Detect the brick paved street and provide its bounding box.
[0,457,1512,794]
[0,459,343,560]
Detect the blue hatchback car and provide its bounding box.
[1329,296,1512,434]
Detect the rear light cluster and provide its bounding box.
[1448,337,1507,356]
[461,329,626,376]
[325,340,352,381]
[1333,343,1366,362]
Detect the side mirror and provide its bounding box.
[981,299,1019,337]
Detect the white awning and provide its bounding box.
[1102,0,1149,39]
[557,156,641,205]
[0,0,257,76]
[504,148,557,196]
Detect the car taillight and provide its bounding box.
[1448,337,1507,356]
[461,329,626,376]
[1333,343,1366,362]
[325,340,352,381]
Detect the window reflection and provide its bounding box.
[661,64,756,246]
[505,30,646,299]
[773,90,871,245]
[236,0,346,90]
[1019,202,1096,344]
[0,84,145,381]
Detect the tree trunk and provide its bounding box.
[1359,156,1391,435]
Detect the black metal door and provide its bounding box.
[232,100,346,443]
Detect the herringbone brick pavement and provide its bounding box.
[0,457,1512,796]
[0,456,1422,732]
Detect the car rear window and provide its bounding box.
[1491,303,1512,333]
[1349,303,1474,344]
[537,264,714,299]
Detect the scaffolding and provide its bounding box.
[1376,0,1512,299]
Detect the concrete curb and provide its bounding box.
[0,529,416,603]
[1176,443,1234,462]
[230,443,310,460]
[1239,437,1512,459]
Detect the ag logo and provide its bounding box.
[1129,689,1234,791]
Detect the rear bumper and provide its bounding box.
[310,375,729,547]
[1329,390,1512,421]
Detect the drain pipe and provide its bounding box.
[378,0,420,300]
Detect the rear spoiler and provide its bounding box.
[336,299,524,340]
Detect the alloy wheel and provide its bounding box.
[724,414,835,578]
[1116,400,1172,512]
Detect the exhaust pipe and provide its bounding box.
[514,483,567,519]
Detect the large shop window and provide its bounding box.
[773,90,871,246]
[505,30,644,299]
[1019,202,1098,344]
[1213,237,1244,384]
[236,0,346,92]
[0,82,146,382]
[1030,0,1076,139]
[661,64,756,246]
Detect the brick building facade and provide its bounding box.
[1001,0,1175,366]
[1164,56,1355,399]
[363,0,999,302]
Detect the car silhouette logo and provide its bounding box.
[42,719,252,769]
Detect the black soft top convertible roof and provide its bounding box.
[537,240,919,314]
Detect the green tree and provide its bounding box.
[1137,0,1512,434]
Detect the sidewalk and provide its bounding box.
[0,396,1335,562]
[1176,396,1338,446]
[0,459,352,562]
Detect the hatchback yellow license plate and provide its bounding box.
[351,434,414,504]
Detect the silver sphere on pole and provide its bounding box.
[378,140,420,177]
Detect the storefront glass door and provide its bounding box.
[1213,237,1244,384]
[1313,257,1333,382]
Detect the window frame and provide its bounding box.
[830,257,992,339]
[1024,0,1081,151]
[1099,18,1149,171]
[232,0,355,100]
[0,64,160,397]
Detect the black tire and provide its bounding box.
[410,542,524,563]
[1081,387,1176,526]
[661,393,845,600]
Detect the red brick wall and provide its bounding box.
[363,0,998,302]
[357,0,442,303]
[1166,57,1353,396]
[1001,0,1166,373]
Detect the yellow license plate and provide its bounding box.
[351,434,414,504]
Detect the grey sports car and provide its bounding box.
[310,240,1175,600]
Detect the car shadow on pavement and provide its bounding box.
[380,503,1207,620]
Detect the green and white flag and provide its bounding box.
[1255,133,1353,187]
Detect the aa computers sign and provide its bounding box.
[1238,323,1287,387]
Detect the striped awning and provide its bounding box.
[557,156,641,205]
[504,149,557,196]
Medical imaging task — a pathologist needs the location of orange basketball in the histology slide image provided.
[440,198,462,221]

=======

TO DO
Copy out every line above word for word, leaving nothing out and changing nothing.

TASK RESULT
Detect the brick paved street and provide its bounding box.
[0,457,1512,794]
[0,459,343,560]
Detect the blue hatchback car and provide its bounding box.
[1329,296,1512,434]
Detect the rear light cluster and provide its bounding box.
[1448,337,1507,356]
[461,329,626,376]
[325,340,352,381]
[1333,343,1366,362]
Detect the side mirror and provide its bounding box.
[981,299,1019,337]
Detect the white awning and provide its bounding box.
[1102,0,1149,39]
[557,156,641,205]
[0,0,257,76]
[504,148,557,196]
Detect the car taillight and provide its bounding box.
[1448,337,1507,356]
[461,329,626,376]
[1333,343,1366,362]
[325,340,352,381]
Detect the window reflection and provide its bounding box.
[661,64,756,246]
[505,30,646,299]
[773,90,871,245]
[236,0,346,90]
[1019,202,1096,344]
[0,84,145,381]
Detect the tree trunk and provide its bounding box.
[1359,156,1391,435]
Detect the black metal door and provide its bounding box.
[232,100,346,443]
Detect the herringbone brick pavement and provide its bounding box.
[0,457,1512,796]
[0,456,1422,732]
Detect the car rear window and provide its bounding box.
[1491,303,1512,333]
[1349,303,1474,344]
[537,264,714,299]
Detect the scaffolding and provide its bounding box.
[1376,0,1512,299]
Detect the concrete curb and provide its bounding box.
[0,529,416,603]
[1176,443,1234,462]
[230,443,310,460]
[1239,437,1512,459]
Detect the ag logo and provide its bounding box.
[1129,689,1234,791]
Detect the rear bumper and provide its bounding box.
[310,375,729,547]
[1329,390,1512,421]
Detect the drain pipe and provide its bounding box.
[378,0,420,300]
Detect the rear spoiler and provide its bounding box.
[336,299,524,340]
Detect the alloy wheel and provide its bounding box.
[724,414,835,578]
[1116,400,1172,512]
Detect the exhaust pipe and provide its bounding box.
[514,483,567,519]
Detect the large shop window and provide its bounding box.
[773,90,871,246]
[505,30,644,299]
[1019,202,1098,344]
[1213,237,1244,384]
[236,0,346,92]
[0,82,146,382]
[1030,0,1076,139]
[661,64,756,246]
Detect the brick building facade and provide its bounding box.
[1001,0,1175,366]
[1164,56,1355,399]
[363,0,999,302]
Detect the car silhouette logo and provide its bounding box.
[42,719,252,769]
Detect the black soft top convertible roof and provide its bounding box.
[537,240,919,314]
Detect the green tree and provide its bounding box.
[1137,0,1512,434]
Detect the sidewalk and provide its bounding box.
[0,396,1335,562]
[1176,396,1338,446]
[0,459,352,562]
Detect the hatchback yellow license plate and provide its bounding box.
[351,434,414,504]
Detect the silver sphere on pole and provide its bounding box.
[378,140,420,177]
Detect the storefront glass door and provide its bounding box.
[1213,237,1244,384]
[1313,257,1333,382]
Detect the window frame and provide its bounding box.
[830,257,992,339]
[1024,0,1081,151]
[1099,18,1149,171]
[232,0,355,100]
[0,64,160,397]
Detect the black tire and provide its bounding box.
[410,542,524,563]
[1081,387,1176,526]
[661,393,845,600]
Detect the red brick wall and provide its bounding box.
[363,0,998,302]
[357,0,442,303]
[1166,57,1353,396]
[1001,0,1166,373]
Detect the yellow license plate and provide its bounding box.
[351,434,414,504]
Detect the grey sports car and provide its bounding box.
[310,240,1175,600]
Detect the car shadow on pavement and provide its bounding box.
[380,503,1207,620]
Detect the green and white flag and provide its bounding box.
[1255,133,1353,187]
Detect the aa computers sign and provide its bounding box.
[1238,323,1287,387]
Detect the striped awning and provide its bounding box.
[557,156,641,205]
[504,149,557,196]
Medical imaging task — a pathologist needs the location of orange basketball in the histology slide image provided.
[440,198,462,221]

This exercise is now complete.